◆ Exercise directions:
Show each line of the records that contains the string "path".

** Start of Material for this exercise **

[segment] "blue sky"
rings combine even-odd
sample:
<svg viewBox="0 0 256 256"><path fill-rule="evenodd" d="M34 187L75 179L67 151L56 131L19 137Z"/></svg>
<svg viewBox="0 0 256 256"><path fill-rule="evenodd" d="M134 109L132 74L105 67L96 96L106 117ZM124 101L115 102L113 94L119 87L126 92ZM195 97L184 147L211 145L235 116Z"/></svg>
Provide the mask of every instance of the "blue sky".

** End of Material for this exercise **

◆ Complete response:
<svg viewBox="0 0 256 256"><path fill-rule="evenodd" d="M34 187L75 179L67 151L56 131L19 137Z"/></svg>
<svg viewBox="0 0 256 256"><path fill-rule="evenodd" d="M134 109L132 74L105 67L96 96L106 117ZM124 101L115 102L113 94L119 87L126 92ZM195 97L184 147L211 145L235 116Z"/></svg>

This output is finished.